• **Task directions**:
Go through the entries below from the first line and output each one exactly, up to and including the line with "box: [421, 69, 502, 153]".

[Collected data]
####
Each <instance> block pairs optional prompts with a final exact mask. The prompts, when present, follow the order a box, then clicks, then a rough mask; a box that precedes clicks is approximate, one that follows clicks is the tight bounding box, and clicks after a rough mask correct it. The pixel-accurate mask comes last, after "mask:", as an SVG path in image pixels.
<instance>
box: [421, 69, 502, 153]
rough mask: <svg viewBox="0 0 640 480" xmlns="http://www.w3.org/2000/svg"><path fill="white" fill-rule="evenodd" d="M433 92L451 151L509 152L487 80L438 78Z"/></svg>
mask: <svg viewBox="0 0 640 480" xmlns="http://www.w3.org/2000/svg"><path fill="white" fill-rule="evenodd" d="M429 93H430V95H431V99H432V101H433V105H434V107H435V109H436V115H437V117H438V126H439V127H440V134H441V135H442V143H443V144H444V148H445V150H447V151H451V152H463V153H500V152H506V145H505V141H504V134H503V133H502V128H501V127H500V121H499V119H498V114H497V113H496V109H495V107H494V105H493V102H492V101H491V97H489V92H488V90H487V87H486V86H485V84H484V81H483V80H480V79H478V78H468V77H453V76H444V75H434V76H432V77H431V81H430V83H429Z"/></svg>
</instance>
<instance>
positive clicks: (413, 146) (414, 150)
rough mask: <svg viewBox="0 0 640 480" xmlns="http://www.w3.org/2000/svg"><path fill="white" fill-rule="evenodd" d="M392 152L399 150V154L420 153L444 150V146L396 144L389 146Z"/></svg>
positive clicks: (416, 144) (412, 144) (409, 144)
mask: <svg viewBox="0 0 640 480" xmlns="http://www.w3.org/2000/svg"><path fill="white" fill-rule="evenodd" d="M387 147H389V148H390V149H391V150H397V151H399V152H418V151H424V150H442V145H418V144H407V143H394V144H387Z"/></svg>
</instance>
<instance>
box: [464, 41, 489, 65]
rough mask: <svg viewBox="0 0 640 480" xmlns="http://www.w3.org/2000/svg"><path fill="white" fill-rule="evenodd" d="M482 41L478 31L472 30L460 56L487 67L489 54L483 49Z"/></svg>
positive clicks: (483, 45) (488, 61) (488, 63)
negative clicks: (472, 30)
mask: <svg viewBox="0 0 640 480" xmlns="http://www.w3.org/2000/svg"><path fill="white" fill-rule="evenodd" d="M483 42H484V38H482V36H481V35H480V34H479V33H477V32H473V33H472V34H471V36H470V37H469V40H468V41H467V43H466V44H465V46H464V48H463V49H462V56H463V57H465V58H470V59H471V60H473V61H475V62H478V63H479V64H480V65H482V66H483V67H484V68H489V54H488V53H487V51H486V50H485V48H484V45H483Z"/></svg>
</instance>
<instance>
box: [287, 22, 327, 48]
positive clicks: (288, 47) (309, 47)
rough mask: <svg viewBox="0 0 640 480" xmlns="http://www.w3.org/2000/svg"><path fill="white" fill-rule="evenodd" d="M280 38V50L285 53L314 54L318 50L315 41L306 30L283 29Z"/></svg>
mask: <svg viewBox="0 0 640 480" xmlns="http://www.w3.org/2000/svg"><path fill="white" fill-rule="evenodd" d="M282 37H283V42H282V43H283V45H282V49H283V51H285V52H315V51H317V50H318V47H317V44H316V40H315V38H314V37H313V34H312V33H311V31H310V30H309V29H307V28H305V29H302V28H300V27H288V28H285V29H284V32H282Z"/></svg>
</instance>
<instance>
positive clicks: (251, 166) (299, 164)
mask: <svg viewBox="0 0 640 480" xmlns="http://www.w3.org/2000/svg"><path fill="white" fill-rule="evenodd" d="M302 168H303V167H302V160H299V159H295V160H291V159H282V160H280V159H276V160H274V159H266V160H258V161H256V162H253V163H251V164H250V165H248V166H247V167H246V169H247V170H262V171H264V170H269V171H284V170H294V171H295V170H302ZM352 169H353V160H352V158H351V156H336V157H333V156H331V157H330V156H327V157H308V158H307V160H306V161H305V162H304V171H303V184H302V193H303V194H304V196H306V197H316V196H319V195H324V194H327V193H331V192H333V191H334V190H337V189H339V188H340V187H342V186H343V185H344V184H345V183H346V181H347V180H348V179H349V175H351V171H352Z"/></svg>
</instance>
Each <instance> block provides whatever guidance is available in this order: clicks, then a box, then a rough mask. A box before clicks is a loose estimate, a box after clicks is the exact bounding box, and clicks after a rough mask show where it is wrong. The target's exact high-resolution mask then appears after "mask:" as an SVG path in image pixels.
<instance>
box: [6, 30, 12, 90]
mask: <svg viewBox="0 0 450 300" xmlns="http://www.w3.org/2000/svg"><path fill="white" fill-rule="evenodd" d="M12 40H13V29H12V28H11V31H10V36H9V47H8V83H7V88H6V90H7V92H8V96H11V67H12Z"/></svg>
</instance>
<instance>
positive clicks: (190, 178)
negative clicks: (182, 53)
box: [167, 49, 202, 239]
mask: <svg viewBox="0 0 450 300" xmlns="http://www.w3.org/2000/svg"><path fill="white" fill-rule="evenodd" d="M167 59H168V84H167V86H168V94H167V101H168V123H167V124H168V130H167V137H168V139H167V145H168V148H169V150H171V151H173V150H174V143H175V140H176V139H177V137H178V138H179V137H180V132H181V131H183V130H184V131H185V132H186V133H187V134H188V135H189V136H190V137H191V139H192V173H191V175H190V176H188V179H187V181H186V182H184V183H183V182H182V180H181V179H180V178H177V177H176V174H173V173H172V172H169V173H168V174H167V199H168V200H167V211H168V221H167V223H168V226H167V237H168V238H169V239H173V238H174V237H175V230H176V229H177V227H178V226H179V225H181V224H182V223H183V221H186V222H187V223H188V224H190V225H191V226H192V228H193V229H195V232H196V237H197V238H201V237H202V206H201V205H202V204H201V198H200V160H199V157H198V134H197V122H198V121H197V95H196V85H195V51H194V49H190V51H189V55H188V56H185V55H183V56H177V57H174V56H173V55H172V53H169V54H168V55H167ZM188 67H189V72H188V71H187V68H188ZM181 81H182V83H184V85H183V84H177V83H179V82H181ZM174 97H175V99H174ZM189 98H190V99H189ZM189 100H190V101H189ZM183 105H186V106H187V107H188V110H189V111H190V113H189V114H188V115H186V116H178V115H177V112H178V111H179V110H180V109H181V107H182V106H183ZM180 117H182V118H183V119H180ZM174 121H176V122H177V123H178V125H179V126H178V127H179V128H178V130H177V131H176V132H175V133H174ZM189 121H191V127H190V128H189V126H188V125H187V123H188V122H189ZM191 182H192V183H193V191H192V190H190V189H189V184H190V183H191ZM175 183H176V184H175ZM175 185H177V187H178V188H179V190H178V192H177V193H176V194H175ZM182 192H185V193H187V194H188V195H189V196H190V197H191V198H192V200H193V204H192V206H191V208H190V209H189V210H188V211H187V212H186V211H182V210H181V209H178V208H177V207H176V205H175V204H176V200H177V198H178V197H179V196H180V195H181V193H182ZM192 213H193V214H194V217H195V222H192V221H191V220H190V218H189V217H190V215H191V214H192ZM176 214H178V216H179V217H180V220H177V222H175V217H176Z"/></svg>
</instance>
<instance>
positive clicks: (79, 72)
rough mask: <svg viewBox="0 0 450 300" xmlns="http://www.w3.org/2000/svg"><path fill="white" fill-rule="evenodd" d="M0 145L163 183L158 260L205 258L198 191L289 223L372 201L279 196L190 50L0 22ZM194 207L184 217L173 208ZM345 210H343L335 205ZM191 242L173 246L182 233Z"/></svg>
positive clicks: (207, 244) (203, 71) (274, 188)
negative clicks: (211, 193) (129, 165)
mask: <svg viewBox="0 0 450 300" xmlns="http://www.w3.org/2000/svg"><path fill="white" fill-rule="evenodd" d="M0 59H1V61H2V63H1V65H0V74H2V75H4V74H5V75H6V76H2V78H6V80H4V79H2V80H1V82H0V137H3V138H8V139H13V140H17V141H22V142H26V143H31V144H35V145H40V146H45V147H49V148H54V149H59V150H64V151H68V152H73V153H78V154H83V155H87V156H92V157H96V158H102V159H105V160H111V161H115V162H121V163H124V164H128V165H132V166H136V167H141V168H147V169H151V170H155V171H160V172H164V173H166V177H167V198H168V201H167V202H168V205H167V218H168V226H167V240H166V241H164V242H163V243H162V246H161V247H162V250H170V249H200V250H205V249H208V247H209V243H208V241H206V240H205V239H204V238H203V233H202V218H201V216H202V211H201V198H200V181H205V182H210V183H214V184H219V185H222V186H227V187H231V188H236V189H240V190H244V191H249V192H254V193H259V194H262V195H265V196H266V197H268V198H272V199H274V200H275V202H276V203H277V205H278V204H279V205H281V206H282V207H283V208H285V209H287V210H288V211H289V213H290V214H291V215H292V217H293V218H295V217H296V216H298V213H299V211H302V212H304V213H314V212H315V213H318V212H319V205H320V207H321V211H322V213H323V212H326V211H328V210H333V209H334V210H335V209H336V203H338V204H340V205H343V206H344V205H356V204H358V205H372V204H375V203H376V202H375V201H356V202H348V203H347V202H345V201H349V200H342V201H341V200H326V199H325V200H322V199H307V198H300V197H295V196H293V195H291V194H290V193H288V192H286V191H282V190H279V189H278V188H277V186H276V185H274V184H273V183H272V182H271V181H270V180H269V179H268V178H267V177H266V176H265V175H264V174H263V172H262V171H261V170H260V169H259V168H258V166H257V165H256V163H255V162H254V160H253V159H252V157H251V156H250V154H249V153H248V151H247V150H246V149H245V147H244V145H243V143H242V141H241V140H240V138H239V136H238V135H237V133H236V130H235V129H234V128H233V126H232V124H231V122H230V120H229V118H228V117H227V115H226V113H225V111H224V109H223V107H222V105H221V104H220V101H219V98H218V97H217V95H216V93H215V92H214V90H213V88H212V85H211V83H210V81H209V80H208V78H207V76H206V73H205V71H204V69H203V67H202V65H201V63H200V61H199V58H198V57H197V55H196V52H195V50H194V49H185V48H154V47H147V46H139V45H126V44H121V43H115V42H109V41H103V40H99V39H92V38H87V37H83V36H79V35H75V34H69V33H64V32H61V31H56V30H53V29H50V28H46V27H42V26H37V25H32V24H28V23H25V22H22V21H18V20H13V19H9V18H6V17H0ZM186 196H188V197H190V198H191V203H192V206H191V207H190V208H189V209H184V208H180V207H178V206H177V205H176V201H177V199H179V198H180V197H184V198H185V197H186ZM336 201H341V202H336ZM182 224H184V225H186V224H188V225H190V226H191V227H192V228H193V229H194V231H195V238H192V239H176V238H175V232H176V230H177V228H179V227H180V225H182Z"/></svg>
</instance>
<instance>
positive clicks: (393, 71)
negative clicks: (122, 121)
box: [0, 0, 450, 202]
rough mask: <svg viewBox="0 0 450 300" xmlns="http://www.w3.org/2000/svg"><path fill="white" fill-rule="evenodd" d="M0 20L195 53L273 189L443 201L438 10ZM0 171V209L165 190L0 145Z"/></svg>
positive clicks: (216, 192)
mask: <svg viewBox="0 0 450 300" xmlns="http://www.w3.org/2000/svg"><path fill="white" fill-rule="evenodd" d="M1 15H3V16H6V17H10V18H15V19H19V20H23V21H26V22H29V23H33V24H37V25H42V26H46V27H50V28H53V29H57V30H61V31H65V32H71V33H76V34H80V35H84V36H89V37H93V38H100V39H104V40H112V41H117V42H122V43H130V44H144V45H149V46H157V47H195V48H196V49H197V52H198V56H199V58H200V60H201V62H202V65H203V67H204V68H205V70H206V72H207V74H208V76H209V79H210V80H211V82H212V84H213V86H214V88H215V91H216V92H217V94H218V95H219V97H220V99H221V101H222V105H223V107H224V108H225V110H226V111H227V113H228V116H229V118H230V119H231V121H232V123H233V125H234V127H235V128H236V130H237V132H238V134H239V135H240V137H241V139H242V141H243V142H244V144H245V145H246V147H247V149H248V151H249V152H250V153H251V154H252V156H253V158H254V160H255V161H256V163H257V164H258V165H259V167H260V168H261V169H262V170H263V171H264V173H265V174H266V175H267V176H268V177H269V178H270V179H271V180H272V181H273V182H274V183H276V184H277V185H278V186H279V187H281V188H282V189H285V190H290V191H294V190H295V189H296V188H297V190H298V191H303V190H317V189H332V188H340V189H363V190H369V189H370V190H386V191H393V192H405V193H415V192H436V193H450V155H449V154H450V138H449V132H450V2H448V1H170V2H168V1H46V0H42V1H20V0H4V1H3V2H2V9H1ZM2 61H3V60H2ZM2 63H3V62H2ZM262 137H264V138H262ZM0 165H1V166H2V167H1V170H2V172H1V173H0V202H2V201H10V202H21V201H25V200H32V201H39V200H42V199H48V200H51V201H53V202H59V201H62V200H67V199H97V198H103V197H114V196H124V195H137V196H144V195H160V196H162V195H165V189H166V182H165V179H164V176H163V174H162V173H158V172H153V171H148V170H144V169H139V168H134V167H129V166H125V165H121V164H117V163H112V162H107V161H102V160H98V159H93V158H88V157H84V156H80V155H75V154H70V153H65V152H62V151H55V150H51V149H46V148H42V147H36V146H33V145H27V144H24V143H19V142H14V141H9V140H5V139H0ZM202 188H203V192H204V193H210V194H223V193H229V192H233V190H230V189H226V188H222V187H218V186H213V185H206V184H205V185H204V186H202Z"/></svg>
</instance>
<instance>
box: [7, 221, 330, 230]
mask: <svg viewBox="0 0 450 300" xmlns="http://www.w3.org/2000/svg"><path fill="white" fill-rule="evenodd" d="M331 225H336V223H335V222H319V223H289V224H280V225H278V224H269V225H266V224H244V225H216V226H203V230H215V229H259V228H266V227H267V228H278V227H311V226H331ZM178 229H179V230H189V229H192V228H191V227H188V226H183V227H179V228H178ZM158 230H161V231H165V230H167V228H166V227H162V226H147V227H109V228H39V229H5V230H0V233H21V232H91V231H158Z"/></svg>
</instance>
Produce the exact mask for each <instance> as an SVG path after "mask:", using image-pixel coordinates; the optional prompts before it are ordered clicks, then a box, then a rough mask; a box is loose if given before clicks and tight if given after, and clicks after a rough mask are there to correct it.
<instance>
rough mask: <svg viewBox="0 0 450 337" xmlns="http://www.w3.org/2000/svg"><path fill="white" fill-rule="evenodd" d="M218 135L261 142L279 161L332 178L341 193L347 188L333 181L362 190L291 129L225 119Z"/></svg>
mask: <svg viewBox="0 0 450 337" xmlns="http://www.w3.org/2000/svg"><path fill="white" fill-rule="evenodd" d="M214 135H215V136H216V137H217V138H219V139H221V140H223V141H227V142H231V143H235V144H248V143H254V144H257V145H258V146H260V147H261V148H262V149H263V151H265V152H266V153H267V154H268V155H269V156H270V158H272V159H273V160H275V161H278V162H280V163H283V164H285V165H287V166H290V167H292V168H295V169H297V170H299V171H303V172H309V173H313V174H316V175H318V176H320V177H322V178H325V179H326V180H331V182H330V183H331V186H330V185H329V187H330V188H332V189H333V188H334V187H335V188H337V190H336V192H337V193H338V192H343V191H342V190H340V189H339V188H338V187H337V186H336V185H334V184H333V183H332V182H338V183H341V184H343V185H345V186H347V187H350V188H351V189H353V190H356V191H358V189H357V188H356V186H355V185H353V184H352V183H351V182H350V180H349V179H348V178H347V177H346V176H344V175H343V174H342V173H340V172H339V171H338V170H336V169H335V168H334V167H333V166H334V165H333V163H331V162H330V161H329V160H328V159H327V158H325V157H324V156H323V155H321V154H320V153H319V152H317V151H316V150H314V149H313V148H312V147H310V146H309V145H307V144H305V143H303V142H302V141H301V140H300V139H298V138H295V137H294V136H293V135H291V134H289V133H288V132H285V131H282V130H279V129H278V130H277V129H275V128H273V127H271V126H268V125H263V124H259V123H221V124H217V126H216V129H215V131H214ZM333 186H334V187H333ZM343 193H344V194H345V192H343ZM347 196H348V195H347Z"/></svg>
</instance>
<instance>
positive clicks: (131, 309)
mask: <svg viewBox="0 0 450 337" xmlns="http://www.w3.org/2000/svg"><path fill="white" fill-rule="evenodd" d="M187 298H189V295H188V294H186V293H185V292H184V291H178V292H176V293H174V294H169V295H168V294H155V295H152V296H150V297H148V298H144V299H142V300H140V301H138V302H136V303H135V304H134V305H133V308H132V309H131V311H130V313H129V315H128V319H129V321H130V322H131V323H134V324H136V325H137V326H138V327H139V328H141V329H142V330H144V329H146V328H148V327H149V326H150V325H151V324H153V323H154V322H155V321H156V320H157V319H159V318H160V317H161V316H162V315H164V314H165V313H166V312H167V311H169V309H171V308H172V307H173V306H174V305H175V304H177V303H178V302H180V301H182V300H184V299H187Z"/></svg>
####
• **Task solution**:
Each <instance> block pairs optional prompts with a final exact mask. The prompts, when present, follow the order a box, then clicks, then a rough mask; a box that precedes clicks is approximate, one that follows clicks is the tight bounding box, and clicks after a rough mask correct it. The pixel-accurate mask comes last, after "mask:", as an SVG path in image pixels.
<instance>
box: [421, 69, 502, 153]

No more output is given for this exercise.